* [Text section]
>>>

Tom Cotton, R-Ark., the freshman senator and Harvard graduate senator with a record of tough talk on foreign policy.
Carolyn Kaster
Tom Cotton, R-Ark., the freshman senator and Harvard graduate senator with a record of tough talk on foreign policy.

The man behind a letter 47 Senate Republicans addressed to Iranian leaders this week is a freshman senator who's been in the chamber just over two months. Tom Cotton was the unusual GOP candidate last fall who thrilled both the Tea Party base and the Republican establishment.

And now, the young Iraq War vet is a rapidly rising star among his new colleagues.

All week – even against a crescendo of backlash about the letter – there were still plenty of Senate Republicans gushing about the youngest member of their chamber.

"Oh, Tom Cotton is a smart, talented senator," said Ted Cruz of Texas, who charged into his freshman year as the public face of a government shutdown. "I like and admire Tom Cotton. I'm sorry people are saying mean things about him by comparing him to me."

For Iowa's Chuck Grassley, it's Cotton's resolve he admires.

"He's a person you should never have to put down as, quote-unquote, undecided," Grassley said.

Mark Kirk of Illinois — who served as an intelligence officer in the Navy Reserves and is one of the most vulnerable Republican senators running for reelection in 2016 — marvels at Cotton's intensity.

<<<

* [Raw data]
>>>

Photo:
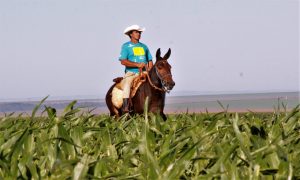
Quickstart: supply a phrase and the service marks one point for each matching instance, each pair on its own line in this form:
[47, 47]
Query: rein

<<<

* [To-do list]
**A)** Print everything in the Tom Cotton article from "And now, the" down to "of their chamber.".
**B)** Answer these questions from the Tom Cotton article.
(i) How many Senate Republicans addressed the letter to Iranian leaders?
(ii) Which senator says he admires Cotton's resolve?
(iii) In which service did Mark Kirk serve as an intelligence officer?

* [Problem solutions]
**A)**
And now, the young Iraq War vet is a rapidly rising star among his new colleagues.

All week – even against a crescendo of backlash about the letter – there were still plenty of Senate Republicans gushing about the youngest member of their chamber.

**B)**
(i) 47
(ii) Chuck Grassley of Iowa
(iii) The Navy Reserves